START INPUT FOR THIS TASK

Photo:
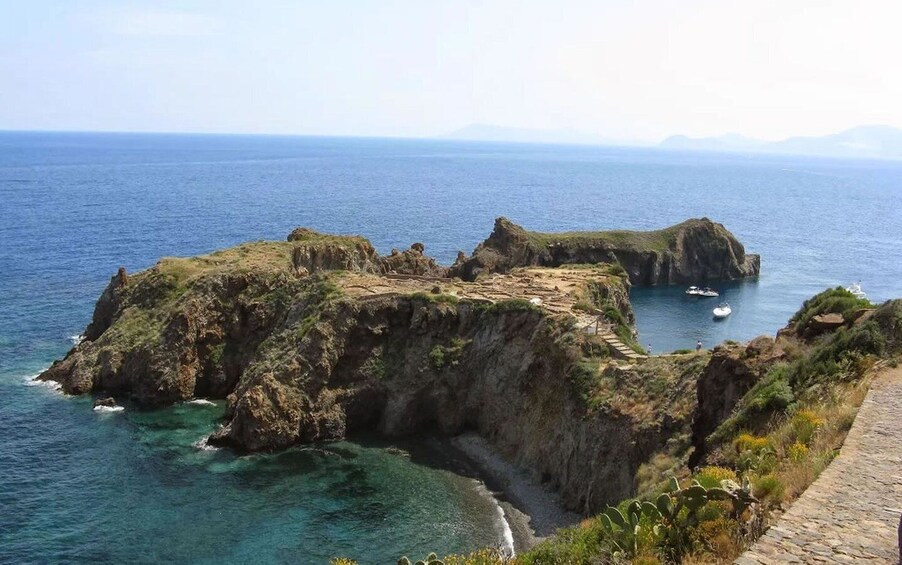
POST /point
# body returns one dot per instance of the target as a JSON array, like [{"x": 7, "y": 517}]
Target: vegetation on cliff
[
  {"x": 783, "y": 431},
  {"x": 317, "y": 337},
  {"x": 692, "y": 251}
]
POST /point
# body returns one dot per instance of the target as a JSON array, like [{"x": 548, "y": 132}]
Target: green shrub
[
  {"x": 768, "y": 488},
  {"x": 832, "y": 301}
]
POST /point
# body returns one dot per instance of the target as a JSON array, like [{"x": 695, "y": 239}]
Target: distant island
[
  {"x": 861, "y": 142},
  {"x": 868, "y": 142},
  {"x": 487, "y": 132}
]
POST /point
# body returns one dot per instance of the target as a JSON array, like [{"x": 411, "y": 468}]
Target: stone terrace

END INPUT FOR THIS TASK
START INPUT FOR THIS TASK

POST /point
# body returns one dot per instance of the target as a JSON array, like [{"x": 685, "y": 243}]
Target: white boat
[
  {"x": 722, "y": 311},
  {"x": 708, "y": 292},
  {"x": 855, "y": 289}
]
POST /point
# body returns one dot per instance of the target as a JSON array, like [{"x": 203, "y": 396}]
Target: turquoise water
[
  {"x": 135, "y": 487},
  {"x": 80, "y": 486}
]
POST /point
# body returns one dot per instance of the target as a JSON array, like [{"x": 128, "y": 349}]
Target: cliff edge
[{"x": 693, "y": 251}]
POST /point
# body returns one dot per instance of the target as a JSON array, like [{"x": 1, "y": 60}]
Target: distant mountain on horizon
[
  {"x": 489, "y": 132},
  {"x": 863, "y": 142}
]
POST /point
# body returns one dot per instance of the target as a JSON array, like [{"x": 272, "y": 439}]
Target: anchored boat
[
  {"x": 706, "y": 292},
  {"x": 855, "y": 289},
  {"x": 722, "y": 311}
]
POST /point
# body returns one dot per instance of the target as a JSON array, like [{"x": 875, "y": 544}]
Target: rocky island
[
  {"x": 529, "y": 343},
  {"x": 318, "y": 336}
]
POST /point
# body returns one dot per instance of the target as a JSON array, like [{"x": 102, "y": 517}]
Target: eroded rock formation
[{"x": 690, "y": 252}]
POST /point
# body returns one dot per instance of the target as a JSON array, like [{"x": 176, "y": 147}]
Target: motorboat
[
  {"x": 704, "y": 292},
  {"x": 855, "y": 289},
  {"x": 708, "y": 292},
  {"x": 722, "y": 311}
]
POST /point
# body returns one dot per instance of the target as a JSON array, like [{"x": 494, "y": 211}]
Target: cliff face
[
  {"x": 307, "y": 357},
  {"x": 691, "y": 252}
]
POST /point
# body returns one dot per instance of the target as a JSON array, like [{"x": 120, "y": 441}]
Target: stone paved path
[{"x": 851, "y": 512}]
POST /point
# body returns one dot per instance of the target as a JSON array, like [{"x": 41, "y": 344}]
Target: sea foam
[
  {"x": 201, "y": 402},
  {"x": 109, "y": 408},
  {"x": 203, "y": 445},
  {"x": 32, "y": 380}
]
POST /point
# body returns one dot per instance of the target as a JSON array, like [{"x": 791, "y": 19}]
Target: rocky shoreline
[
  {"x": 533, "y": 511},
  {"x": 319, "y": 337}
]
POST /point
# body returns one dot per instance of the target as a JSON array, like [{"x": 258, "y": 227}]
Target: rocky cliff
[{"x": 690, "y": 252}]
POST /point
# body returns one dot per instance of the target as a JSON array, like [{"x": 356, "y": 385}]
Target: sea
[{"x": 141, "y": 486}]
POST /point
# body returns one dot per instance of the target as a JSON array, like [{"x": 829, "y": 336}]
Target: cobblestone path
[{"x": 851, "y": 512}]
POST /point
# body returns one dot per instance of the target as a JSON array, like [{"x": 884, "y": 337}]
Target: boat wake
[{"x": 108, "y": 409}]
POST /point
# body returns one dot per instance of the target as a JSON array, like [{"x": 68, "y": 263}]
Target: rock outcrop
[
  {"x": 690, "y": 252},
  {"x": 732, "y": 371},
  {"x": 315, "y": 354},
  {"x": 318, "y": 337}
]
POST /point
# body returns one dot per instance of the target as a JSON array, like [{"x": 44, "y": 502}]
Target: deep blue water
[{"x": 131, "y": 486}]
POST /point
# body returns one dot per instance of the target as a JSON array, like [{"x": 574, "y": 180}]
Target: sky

END INPUT FOR THIS TASK

_AIM_
How many lines in the records above contain the string "rocky"? Reply with the number only.

_REPLY_
3